> _EXTRACTED RECORDS_
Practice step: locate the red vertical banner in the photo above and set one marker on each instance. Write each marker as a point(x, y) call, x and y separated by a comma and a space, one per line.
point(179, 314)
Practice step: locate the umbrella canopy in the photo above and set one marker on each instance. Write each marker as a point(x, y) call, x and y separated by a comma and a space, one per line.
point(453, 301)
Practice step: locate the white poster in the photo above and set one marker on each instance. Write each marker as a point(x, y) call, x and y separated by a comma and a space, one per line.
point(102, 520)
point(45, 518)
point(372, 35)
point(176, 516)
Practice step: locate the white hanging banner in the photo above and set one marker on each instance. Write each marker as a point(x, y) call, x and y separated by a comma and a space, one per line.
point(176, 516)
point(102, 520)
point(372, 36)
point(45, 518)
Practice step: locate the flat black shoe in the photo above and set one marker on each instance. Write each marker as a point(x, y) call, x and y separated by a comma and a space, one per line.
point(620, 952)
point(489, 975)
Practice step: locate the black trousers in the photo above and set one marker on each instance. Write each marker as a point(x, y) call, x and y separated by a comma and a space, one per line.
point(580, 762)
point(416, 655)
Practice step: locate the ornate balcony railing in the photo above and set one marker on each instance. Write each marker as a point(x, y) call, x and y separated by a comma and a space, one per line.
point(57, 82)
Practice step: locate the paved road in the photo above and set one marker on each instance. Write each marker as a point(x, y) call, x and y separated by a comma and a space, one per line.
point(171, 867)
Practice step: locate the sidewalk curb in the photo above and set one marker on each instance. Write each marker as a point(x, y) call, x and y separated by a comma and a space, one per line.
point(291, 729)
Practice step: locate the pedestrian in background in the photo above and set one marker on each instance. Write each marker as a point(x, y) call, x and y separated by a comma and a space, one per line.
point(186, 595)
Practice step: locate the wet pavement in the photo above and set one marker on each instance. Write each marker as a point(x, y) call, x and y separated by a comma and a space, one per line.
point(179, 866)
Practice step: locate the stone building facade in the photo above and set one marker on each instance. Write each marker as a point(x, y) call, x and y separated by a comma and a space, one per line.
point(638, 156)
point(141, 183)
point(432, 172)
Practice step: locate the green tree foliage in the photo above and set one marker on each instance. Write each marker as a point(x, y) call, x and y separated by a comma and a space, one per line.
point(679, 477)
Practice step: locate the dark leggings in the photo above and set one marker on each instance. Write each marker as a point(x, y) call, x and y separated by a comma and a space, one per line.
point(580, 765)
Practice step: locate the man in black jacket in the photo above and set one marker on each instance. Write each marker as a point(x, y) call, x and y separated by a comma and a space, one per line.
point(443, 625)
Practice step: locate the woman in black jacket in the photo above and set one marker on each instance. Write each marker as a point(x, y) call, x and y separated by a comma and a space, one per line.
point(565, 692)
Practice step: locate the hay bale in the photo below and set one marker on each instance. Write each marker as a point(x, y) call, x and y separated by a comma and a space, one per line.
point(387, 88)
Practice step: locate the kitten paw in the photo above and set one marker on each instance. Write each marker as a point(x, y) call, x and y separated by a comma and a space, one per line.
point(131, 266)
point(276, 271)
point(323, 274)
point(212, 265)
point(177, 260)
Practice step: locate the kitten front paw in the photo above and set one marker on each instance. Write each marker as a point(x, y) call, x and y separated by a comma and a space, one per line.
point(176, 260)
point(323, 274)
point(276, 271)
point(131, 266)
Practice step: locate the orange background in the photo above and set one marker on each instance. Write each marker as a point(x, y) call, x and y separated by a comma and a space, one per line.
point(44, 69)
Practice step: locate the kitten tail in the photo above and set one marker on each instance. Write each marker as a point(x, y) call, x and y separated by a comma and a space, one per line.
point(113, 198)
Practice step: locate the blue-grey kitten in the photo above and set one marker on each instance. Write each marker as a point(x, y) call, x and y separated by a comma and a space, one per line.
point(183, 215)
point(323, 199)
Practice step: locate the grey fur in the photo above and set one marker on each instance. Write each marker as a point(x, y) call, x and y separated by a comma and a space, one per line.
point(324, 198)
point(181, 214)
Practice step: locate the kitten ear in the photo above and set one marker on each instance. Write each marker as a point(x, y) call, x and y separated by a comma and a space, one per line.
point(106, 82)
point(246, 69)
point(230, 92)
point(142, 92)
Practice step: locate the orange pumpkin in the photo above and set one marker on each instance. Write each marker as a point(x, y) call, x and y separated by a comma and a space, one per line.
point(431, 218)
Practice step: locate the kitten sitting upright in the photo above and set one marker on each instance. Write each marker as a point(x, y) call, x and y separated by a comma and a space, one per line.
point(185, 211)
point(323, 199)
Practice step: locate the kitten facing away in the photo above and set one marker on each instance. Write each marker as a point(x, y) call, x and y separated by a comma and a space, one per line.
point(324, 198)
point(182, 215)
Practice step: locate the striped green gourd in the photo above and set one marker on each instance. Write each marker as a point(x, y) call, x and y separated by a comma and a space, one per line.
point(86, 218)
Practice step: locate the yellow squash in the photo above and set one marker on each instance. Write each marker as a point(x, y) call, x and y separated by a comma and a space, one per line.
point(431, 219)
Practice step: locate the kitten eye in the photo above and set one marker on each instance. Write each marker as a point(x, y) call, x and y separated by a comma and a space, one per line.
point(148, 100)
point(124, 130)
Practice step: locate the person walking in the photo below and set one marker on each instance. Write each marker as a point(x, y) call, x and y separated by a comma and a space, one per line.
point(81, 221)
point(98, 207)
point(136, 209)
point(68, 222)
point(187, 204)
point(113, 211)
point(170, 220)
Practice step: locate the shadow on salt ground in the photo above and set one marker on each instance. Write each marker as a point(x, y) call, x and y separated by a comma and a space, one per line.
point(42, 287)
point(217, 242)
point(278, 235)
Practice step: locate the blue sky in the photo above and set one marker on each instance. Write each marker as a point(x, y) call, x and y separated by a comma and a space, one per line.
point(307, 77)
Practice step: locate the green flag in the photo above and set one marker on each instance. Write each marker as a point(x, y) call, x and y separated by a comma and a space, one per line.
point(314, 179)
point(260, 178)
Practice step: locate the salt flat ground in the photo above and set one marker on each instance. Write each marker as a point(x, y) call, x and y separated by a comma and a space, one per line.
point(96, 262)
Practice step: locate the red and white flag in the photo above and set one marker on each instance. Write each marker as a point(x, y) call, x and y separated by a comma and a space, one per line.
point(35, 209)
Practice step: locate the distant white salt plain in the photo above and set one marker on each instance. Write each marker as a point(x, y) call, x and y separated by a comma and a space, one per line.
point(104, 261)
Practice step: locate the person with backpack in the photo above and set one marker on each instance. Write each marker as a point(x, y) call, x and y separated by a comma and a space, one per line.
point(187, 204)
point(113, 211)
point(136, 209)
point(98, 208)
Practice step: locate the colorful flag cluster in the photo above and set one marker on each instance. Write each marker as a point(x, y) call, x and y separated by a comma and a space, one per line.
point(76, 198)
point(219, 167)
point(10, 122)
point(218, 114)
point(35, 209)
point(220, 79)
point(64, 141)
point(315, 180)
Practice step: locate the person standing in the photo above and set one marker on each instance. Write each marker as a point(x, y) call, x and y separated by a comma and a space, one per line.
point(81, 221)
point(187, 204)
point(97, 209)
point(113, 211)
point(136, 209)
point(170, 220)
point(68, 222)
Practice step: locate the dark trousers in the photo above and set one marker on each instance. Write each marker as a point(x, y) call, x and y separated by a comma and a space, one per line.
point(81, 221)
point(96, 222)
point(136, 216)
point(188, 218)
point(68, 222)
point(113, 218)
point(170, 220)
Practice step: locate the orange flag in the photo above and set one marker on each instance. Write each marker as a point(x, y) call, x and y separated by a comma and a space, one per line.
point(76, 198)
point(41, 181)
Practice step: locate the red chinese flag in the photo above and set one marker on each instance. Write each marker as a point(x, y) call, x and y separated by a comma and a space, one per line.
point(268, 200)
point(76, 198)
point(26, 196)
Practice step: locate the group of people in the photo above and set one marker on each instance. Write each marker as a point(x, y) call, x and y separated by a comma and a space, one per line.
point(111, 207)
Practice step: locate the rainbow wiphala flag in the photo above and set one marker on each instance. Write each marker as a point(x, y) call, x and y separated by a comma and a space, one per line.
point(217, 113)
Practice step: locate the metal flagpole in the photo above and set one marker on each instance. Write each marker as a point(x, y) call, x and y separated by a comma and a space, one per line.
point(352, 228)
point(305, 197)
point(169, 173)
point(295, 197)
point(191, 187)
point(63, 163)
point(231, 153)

> _WORK ITEM_
Reply with the lines from the one that contains "Practice step: locate the group" through the last line of the material above, copied exactly and nothing else.

> _EXPECTED ANSWER_
Practice step: locate the group of people in the photo above and set one marker on each instance. Write each marker as a point(x, y) call, x and y separated by a comma and a space, one per line.
point(111, 207)
Practice step: locate the rainbow wiphala flag in the photo above and set one marker on each instance. Write each marker as a point(x, y) call, x and y separated by a comma and a space, one per line.
point(217, 113)
Practice step: locate the metal flagpole in the photo above and set one marker on each instance. Write each marker as a point(x, y) call, x and y separated by a comma and a space, one per line.
point(352, 228)
point(305, 197)
point(169, 173)
point(295, 197)
point(191, 187)
point(63, 163)
point(231, 153)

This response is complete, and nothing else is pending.